• Record set
══════

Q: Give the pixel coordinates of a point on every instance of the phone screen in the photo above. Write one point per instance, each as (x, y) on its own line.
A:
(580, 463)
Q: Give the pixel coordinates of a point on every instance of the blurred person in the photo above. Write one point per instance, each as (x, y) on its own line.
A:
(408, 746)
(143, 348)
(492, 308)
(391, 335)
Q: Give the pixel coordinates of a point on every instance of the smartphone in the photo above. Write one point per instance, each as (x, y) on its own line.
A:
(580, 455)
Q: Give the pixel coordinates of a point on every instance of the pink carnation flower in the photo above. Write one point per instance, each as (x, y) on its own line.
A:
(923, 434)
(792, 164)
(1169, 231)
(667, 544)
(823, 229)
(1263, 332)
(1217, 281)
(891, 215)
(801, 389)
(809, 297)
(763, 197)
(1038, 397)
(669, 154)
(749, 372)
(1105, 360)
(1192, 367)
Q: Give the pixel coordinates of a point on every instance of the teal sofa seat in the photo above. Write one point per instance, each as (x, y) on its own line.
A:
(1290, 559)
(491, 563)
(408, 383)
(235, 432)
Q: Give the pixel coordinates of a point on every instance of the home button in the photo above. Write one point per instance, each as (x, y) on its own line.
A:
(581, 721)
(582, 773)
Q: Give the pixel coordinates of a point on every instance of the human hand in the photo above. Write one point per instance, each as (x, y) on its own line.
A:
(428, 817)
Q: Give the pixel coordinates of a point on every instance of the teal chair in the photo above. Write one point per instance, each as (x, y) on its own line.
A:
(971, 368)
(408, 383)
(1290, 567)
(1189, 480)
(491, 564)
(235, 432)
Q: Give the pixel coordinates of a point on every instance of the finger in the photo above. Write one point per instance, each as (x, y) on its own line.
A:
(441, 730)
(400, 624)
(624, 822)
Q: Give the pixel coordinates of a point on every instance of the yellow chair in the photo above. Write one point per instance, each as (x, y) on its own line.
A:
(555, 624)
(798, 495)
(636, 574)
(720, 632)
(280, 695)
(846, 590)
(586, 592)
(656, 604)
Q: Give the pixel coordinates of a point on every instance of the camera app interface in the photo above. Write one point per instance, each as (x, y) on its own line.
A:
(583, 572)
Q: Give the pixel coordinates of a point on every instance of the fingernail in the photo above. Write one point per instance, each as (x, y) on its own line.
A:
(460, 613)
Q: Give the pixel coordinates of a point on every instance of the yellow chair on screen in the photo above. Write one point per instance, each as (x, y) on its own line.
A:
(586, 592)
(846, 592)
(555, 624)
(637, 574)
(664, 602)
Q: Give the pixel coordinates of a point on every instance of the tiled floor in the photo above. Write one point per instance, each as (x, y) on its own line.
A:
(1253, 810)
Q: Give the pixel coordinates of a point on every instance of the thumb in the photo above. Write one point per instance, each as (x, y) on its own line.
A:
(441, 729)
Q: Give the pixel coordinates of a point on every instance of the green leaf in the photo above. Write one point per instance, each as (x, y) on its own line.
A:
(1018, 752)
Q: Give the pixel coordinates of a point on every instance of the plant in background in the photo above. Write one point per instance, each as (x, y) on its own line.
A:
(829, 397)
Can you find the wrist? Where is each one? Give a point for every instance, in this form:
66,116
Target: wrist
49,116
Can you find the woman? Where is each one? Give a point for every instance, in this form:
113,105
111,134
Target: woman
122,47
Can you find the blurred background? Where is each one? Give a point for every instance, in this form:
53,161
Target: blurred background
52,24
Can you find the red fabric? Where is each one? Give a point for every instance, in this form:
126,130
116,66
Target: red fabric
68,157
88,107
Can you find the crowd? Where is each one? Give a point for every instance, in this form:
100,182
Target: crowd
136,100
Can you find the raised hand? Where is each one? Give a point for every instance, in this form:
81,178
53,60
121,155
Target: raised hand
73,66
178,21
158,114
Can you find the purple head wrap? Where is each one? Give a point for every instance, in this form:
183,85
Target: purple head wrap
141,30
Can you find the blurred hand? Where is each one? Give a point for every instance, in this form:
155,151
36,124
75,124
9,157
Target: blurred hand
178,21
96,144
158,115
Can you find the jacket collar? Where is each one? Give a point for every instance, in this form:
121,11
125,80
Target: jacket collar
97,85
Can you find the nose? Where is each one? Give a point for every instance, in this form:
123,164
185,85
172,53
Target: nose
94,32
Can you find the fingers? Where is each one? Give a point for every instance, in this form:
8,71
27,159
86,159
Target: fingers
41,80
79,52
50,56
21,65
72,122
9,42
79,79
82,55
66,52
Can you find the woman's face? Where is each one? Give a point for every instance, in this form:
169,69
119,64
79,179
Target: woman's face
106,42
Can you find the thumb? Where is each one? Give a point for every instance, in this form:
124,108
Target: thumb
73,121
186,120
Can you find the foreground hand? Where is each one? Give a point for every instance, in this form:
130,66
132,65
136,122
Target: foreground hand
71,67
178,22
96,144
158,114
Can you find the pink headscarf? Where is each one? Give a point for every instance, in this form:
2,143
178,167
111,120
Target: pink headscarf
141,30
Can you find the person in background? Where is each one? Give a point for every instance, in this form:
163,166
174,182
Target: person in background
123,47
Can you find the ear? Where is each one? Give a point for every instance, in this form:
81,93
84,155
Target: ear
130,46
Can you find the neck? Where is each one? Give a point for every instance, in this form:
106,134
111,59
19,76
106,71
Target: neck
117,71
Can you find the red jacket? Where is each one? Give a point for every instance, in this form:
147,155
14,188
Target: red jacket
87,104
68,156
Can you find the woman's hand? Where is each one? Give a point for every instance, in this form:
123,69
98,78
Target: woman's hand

══════

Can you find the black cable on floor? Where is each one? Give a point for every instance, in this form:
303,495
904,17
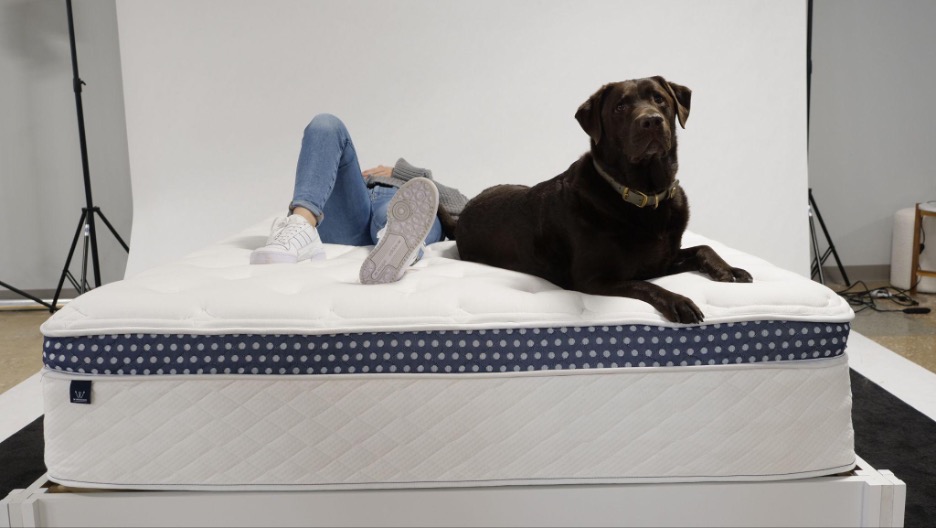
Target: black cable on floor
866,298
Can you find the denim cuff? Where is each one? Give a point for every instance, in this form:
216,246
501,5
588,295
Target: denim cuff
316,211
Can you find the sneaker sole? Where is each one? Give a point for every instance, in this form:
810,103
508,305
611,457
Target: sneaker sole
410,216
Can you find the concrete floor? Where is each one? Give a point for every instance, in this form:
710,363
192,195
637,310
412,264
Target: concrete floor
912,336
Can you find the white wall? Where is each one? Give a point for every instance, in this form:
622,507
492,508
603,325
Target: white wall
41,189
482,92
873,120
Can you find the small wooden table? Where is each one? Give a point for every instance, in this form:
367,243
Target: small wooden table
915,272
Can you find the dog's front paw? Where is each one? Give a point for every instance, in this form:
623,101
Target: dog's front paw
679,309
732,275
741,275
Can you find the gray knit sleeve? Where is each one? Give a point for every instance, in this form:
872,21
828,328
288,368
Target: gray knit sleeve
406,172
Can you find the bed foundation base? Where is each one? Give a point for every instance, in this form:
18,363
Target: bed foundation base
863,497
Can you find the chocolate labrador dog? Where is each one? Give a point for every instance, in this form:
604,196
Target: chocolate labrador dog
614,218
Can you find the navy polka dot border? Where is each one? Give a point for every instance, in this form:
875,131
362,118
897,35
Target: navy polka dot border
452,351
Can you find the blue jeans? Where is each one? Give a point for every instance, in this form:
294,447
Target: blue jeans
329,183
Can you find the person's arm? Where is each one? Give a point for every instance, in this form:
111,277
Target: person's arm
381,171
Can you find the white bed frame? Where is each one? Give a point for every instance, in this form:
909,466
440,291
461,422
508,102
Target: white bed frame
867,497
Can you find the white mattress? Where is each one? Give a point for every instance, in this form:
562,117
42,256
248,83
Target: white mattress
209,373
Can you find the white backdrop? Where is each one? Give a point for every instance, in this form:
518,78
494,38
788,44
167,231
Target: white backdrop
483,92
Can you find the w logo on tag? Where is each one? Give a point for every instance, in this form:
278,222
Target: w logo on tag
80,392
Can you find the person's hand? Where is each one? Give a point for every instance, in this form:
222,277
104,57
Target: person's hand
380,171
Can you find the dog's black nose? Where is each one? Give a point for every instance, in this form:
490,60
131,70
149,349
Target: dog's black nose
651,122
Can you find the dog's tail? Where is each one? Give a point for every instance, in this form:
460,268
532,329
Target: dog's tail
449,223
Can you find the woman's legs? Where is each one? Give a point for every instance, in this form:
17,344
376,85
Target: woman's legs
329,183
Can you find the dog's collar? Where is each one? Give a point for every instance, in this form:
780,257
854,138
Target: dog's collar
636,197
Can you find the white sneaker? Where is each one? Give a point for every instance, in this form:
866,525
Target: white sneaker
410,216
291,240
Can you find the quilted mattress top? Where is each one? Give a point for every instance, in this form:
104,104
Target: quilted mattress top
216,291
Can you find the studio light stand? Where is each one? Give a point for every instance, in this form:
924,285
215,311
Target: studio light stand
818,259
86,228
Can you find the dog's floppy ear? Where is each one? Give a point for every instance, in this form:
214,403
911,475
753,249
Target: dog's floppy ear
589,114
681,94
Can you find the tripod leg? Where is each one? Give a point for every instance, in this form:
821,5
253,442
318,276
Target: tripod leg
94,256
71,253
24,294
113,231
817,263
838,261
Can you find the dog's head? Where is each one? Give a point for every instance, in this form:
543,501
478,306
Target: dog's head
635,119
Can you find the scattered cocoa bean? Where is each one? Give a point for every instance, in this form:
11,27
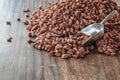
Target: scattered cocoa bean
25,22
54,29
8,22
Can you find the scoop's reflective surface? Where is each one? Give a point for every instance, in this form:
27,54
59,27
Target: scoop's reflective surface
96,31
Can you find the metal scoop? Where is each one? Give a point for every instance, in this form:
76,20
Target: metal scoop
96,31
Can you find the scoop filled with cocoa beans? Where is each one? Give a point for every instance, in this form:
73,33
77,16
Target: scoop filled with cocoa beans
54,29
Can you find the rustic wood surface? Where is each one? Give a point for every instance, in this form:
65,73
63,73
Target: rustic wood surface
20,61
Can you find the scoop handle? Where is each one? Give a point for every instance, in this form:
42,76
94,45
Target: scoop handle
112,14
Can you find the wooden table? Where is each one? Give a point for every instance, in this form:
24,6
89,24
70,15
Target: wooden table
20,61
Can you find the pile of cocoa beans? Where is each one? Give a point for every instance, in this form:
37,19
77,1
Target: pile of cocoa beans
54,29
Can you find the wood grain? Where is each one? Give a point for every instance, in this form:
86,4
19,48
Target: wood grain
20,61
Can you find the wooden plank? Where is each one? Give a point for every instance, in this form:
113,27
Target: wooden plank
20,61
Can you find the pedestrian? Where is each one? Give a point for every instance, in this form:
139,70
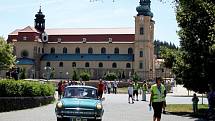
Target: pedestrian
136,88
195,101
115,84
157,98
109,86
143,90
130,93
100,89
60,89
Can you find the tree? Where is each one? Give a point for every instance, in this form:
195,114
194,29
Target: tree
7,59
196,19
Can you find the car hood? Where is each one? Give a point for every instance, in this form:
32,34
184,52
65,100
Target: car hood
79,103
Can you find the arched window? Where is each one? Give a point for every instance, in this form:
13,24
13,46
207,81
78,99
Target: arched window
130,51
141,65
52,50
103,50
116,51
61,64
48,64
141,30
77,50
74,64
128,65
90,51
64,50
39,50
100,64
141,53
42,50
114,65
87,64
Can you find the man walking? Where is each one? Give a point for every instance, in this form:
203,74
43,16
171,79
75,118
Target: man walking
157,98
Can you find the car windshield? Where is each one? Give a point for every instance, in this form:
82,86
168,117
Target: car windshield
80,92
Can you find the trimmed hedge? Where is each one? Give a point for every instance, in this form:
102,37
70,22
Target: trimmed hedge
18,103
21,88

══════

• Work instruction
Copy each line from the records above that includes the string "chair".

• Reply
Q: Give the pixel coordinates of a point on every instance of the teal chair in the photo above. Write one point per instance, each as (x, y) on its own line.
Q: Give the pixel coordinates of a point on every instance of the yellow chair in the photo above. Write one point per instance, each as (x, y) on its own line.
Q: Give the pixel coordinates of a point on every instance of the yellow chair on screen in the photo above. Write one point per instance, each as (x, y) on its own line.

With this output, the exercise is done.